Required action 1: In the HUGIML benchmarking text, what are missing numeric values filled with during preprocessing?
Required action 2: Extend the HUGIML benchmarking text past its final sentence.

Useful custom-dataset options:

* ``--id-column`` excludes an identifier column from modeling.
* ``--exclude-columns`` excludes a comma-separated list of columns.
* ``--positive-label`` sets the positive class when the target is not already
  encoded as 0/1.
* ``--n-splits`` controls the outer stratified CV folds.
* ``--models`` restricts the model set.

The runner performs deterministic, lightweight preprocessing for benchmark
compatibility: categorical columns are encoded as category codes, missing
numeric values are filled with medians, and fully missing columns are removed.
For production modeling, keep benchmark preprocessing separate from the
validated feature pipeline used by the deployed model.

Tuned benchmarks
----------------

Add ``--tune`` to run inner-CV hyperparameter tuning inside each outer fold.
For HUGIML, eligible adaptive-binning grids use the fast tuning path exposed by
``HUGIMLClassifierNative.tune``. Other estimators use their benchmark grids when
available, and models without a stable tuning grid remain on their fixed
baseline configuration.

.. code-block:: bash

   # Tune HUGIML and available baselines on a predefined dataset
   hugiml-bench --datasets breast_cancer --tune --n-splits 5 --inner-splits 3

   # Tune on a custom dataset
   hugiml-bench \
     --data data/customer_risk.csv \
     --target default_flag \
     --tune \
     --n-splits 5 \
     --inner-splits 3 \
     --output benchmarks/results/customer_risk_tuned

Tuning increases runtime because each outer fold runs an inner validation loop.

Recorded information:
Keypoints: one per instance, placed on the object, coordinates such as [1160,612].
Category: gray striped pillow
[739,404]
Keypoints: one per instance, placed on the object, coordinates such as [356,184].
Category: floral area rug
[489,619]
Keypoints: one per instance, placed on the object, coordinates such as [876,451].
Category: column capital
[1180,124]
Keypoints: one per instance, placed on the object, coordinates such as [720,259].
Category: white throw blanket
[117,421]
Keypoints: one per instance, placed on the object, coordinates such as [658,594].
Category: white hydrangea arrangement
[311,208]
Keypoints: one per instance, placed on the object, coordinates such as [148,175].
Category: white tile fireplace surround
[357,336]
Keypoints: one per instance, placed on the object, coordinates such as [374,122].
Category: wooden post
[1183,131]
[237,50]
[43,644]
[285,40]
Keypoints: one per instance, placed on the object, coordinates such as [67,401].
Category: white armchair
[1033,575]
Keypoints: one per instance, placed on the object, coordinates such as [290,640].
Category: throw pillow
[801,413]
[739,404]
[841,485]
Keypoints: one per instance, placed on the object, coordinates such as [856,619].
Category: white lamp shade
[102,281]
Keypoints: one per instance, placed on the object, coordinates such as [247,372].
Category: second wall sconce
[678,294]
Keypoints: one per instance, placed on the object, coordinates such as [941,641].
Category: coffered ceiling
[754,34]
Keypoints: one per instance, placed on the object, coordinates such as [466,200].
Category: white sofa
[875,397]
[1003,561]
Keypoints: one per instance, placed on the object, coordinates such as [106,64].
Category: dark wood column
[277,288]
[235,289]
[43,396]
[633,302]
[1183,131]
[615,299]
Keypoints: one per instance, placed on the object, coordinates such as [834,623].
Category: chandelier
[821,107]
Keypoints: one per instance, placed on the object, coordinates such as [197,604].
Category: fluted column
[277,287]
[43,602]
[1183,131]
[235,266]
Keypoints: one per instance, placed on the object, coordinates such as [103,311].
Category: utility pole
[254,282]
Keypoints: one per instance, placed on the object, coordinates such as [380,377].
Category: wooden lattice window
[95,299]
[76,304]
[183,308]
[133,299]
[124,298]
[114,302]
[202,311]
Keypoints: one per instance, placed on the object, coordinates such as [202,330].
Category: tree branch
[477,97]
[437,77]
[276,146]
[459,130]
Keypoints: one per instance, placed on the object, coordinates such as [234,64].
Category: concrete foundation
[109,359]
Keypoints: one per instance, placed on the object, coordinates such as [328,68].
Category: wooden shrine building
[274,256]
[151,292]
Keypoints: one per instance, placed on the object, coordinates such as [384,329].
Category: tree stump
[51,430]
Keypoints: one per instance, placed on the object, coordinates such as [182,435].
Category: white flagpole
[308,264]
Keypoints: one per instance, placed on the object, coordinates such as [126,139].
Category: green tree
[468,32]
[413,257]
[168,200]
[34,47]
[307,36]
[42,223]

Exercise result 1: Medians.

Exercise result 2:
Use a smaller model set with ``--models`` when you need a focused comparison.

Programmatic use
----------------

The benchmark functions can also be imported from Python:

.. code-block:: python

   from hugiml.benchmarks.runner import run_benchmark, run_custom_benchmark

   built_in = run_benchmark(
       "breast_cancer",
       n_splits=5,
       output_dir="benchmarks/results",
       tune=True,
       inner_splits=3,
       models=["HUG-IML", "LightGBM", "RandomForest"],
   )

   custom = run_custom_benchmark(
       data="data/customer_risk.csv",
       target="default_flag",
       dataset_name="customer_risk",
       output_dir="benchmarks/results/customer_risk",
       tune=False,
   )

Outputs
-------

Each dataset run writes per-fold metrics and summary artifacts when
``--output`` or ``output_dir`` is provided:

* ``<dataset>_results.csv`` with fold-level metrics.
* ``<dataset>_summary.json`` with mean and standard deviation summaries.
* ``full_report.csv`` when multiple datasets are run from the CLI.

Reported metrics include accuracy, balanced accuracy, ROC-AUC, average
precision, F1, Brier score, fit time, prediction time, and tuning time when
``--tune`` is enabled. Tuned runs also record the selected parameter summary and
best inner-CV score where available.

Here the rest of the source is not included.